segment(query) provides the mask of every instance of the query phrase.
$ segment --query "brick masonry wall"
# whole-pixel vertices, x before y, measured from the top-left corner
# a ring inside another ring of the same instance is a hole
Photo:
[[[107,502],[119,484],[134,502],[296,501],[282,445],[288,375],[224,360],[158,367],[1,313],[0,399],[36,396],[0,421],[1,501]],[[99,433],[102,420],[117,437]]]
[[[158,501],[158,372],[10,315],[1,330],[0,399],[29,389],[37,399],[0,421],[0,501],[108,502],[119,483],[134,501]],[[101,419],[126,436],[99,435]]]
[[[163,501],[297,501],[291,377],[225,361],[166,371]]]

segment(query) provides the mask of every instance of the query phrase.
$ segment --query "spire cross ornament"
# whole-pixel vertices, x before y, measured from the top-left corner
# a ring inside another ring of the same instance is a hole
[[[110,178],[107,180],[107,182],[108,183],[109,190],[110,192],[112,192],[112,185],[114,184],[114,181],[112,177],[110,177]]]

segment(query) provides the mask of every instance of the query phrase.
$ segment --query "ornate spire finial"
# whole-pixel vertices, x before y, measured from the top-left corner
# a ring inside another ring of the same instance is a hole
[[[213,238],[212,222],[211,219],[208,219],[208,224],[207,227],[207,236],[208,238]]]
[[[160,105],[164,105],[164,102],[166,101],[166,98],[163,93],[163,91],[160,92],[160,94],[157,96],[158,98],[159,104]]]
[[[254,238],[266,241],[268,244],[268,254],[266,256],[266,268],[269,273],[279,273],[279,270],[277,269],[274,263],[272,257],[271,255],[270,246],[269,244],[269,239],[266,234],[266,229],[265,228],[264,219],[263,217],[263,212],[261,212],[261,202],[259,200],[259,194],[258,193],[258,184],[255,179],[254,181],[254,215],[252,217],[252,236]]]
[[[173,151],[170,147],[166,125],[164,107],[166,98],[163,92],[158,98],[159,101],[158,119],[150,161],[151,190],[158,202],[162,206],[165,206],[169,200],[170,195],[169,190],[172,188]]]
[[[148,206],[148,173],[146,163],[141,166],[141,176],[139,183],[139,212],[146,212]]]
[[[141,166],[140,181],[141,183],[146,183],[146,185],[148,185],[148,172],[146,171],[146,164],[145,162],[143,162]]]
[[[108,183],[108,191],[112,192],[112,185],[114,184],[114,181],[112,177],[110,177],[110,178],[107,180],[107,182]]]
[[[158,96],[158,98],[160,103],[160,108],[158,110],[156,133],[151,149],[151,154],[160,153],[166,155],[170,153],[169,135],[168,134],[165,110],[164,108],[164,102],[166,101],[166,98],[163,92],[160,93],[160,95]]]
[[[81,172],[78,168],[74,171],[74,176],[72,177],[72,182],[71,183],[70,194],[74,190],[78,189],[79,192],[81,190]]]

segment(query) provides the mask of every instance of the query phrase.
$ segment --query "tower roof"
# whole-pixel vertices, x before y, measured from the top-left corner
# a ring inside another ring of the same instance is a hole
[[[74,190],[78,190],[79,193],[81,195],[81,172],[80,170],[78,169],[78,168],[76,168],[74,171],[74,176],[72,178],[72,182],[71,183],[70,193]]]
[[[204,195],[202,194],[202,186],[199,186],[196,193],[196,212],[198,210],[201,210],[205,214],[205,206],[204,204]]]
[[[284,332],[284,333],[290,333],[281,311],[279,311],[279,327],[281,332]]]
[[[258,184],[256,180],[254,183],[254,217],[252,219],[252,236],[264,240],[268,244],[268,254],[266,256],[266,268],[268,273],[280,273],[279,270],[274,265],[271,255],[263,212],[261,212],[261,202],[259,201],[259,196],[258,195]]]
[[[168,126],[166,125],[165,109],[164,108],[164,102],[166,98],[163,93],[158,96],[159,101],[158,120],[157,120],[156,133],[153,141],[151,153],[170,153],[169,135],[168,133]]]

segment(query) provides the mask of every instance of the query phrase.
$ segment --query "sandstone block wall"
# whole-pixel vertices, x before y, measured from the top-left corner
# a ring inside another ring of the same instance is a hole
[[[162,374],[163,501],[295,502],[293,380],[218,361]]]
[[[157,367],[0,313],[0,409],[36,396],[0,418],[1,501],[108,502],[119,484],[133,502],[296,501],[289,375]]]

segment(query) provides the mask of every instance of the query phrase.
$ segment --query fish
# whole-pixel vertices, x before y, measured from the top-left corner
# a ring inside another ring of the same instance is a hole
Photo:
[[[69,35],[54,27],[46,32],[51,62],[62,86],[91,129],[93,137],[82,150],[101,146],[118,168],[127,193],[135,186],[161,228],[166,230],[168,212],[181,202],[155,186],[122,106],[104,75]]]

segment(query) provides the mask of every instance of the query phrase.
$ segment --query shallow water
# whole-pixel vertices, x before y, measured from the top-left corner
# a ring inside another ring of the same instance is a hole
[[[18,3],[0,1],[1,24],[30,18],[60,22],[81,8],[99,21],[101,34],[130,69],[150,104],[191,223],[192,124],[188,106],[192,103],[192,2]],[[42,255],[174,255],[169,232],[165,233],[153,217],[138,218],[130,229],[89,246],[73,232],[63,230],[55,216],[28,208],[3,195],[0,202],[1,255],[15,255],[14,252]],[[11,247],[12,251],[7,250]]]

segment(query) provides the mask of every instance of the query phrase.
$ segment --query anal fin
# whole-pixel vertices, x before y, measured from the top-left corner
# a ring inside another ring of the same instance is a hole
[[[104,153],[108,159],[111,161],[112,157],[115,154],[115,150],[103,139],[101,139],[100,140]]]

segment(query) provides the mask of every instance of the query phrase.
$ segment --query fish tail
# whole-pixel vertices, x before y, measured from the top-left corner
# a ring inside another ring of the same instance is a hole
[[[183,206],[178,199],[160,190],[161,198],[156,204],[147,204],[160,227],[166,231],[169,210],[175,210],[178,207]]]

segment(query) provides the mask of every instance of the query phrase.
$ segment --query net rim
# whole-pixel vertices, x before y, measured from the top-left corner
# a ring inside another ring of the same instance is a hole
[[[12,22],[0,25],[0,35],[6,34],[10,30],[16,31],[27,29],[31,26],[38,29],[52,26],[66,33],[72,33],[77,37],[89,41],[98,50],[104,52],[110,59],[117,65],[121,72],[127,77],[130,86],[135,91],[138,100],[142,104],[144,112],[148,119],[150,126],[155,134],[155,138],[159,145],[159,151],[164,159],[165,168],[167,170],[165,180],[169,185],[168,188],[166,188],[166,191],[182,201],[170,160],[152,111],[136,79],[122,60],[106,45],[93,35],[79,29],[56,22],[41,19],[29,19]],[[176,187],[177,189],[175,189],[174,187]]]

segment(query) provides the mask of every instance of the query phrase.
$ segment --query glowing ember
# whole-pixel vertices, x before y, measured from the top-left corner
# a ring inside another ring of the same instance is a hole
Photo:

────

- _The task_
Repeat the material above in full, exactly as it stands.

- _Exercise answer_
segment(query) provides the mask of every instance of the query phrase.
$ segment --query "brick masonry wall"
# whole-pixel vertices, x before y, measured from the top-left corner
# a ring inside another ring of the same instance is a hole
Photo:
[[[107,502],[119,484],[134,502],[296,501],[282,445],[288,375],[224,360],[158,367],[1,313],[0,399],[36,396],[0,421],[1,501]],[[99,433],[102,420],[117,437]]]
[[[158,501],[158,372],[10,315],[1,330],[0,399],[29,389],[37,399],[0,421],[0,501],[108,502],[119,483],[134,501]],[[101,419],[126,436],[99,435]]]
[[[163,501],[297,501],[291,377],[225,361],[166,371]]]

segment(query) provides the mask of every instance of the query phrase.
$ segment --query "spire cross ornament"
# whole-pixel vertices, x before y, measured from the top-left corner
# a ring inside another ring of the same instance is a hole
[[[110,178],[107,180],[107,182],[108,183],[109,190],[110,192],[112,192],[112,185],[114,184],[114,181],[112,177],[110,177]]]

segment(query) provides the mask of every instance of the query phrase.
$ segment --query "ornate spire finial"
# whole-pixel vertices, x before y, measured from the top-left corner
# a ring inside another ring of the same instance is a hole
[[[213,238],[212,222],[211,219],[208,219],[208,224],[207,227],[207,236],[208,238]]]
[[[160,105],[164,105],[164,102],[166,101],[166,98],[163,93],[163,91],[160,92],[160,94],[157,96],[158,98],[159,104]]]
[[[254,238],[266,241],[268,244],[268,254],[266,256],[266,268],[269,273],[279,273],[279,270],[277,269],[274,263],[272,257],[271,255],[270,246],[269,244],[269,239],[266,234],[266,229],[265,228],[264,219],[263,217],[263,212],[261,212],[261,202],[259,200],[259,194],[258,193],[258,184],[255,179],[254,181],[254,215],[252,217],[252,236]]]
[[[173,151],[170,147],[166,125],[164,107],[166,98],[163,92],[158,98],[159,101],[158,119],[150,161],[151,190],[158,202],[162,206],[165,206],[169,200],[170,195],[169,190],[172,188]]]
[[[148,206],[148,173],[146,163],[141,166],[141,176],[139,183],[139,212],[146,212]]]
[[[141,166],[140,181],[141,183],[146,183],[146,185],[148,185],[148,172],[146,171],[146,164],[145,162],[143,162]]]
[[[108,183],[108,191],[112,192],[112,185],[114,184],[114,181],[112,177],[110,177],[110,178],[107,180],[107,182]]]
[[[158,96],[158,98],[160,103],[160,108],[158,110],[156,133],[151,149],[151,154],[160,153],[166,155],[170,153],[169,135],[168,134],[165,110],[164,108],[164,102],[166,101],[166,98],[163,92],[160,93],[160,95]]]
[[[81,172],[78,168],[74,171],[74,176],[72,177],[72,182],[71,183],[70,194],[74,190],[78,189],[79,192],[81,190]]]

segment(query) provides the mask of every instance of the query phrase.
$ segment --query "tower roof"
# whole-pixel vertices, x before y, measured from the top-left corner
# a ring inside another ring of the same instance is a hole
[[[74,190],[78,190],[79,193],[81,195],[81,172],[80,170],[78,169],[78,168],[76,168],[74,171],[74,176],[72,178],[72,182],[71,183],[70,193]]]
[[[204,195],[202,194],[202,186],[199,186],[196,193],[196,212],[198,210],[201,210],[205,214],[205,206],[204,204]]]
[[[284,332],[284,333],[290,333],[281,311],[279,311],[279,327],[281,332]]]
[[[258,184],[256,180],[254,183],[254,217],[252,219],[252,236],[264,240],[268,244],[268,254],[266,256],[266,268],[268,273],[280,273],[279,270],[274,265],[271,255],[263,212],[261,212],[261,202],[259,201],[259,196],[258,195]]]
[[[168,126],[166,125],[165,109],[164,108],[164,102],[166,98],[163,93],[158,96],[159,101],[158,120],[157,120],[156,133],[153,141],[151,153],[170,153],[169,135],[168,133]]]

segment(query) provides the mask of every instance of the query phrase.
$ segment --query "sandstone block wall"
# whole-pixel vertices, x before y, measured from the top-left corner
# a ring inside another ring of the same instance is a hole
[[[162,374],[163,501],[295,502],[293,380],[218,361]]]
[[[157,367],[0,313],[0,409],[36,396],[0,418],[1,501],[108,502],[119,484],[133,502],[296,501],[289,375]]]

segment(query) provides the mask of every instance of the query phrase.
$ segment --query fish
# whole-pixel vertices, x before y, measured from the top-left corner
# a ring inside another ring of the same instance is a hole
Photo:
[[[69,35],[54,27],[46,32],[51,62],[62,86],[91,129],[93,137],[82,150],[101,146],[118,168],[127,193],[135,186],[161,228],[166,230],[168,212],[181,202],[155,186],[122,106],[104,75]]]

segment(query) provides the mask of every instance of the query phrase.
$ segment --query shallow water
# whole-pixel vertices, x before y, measured from the top-left corner
# a ring inside another ring of the same instance is a hole
[[[18,3],[0,1],[1,24],[30,18],[60,22],[81,8],[99,21],[101,34],[130,69],[150,104],[191,223],[192,124],[188,106],[192,103],[192,2]],[[42,255],[174,255],[169,232],[165,233],[153,217],[138,218],[130,229],[89,246],[73,232],[63,230],[55,216],[28,208],[3,195],[0,202],[1,255],[15,255],[14,252]],[[11,247],[12,251],[7,250]]]

segment(query) provides the mask of every instance of the query phrase.
$ segment --query anal fin
# whole-pixel vertices, x before y, measured from the top-left corner
# a ring inside another ring of the same instance is a hole
[[[104,153],[108,159],[111,161],[112,157],[115,154],[115,150],[103,139],[101,139],[100,140]]]

segment(query) provides the mask of every instance of the query phrase.
$ segment --query fish tail
# whole-pixel vertices, x before y, measured from the top-left corner
# a ring inside another ring of the same instance is a hole
[[[183,206],[178,199],[160,190],[161,198],[156,204],[147,204],[160,227],[166,231],[169,210],[175,210],[178,207]]]

segment(query) provides the mask of every instance of the query phrase.
$ segment --query net rim
# whole-pixel vertices, x before y, measured from the top-left corner
# a ring inside another ring of the same instance is a hole
[[[12,22],[0,25],[0,35],[6,34],[10,30],[16,31],[27,29],[31,26],[38,29],[52,26],[66,33],[72,33],[77,37],[89,41],[98,50],[104,52],[110,59],[117,65],[121,72],[127,77],[130,86],[135,91],[138,100],[142,104],[144,112],[148,119],[150,126],[155,134],[155,138],[159,145],[159,151],[164,159],[165,168],[167,170],[165,180],[169,185],[168,188],[166,188],[166,191],[182,201],[170,160],[152,111],[136,79],[122,60],[106,45],[93,35],[79,29],[56,22],[41,19],[29,19]],[[176,187],[177,189],[175,189],[174,187]]]

segment(query) provides the mask of every instance of the query phrase.
$ segment --query glowing ember
# whole-pixel vertices, x before y, measured from the top-left corner
# a ring inside another ring of the same instance is a hole
Photo:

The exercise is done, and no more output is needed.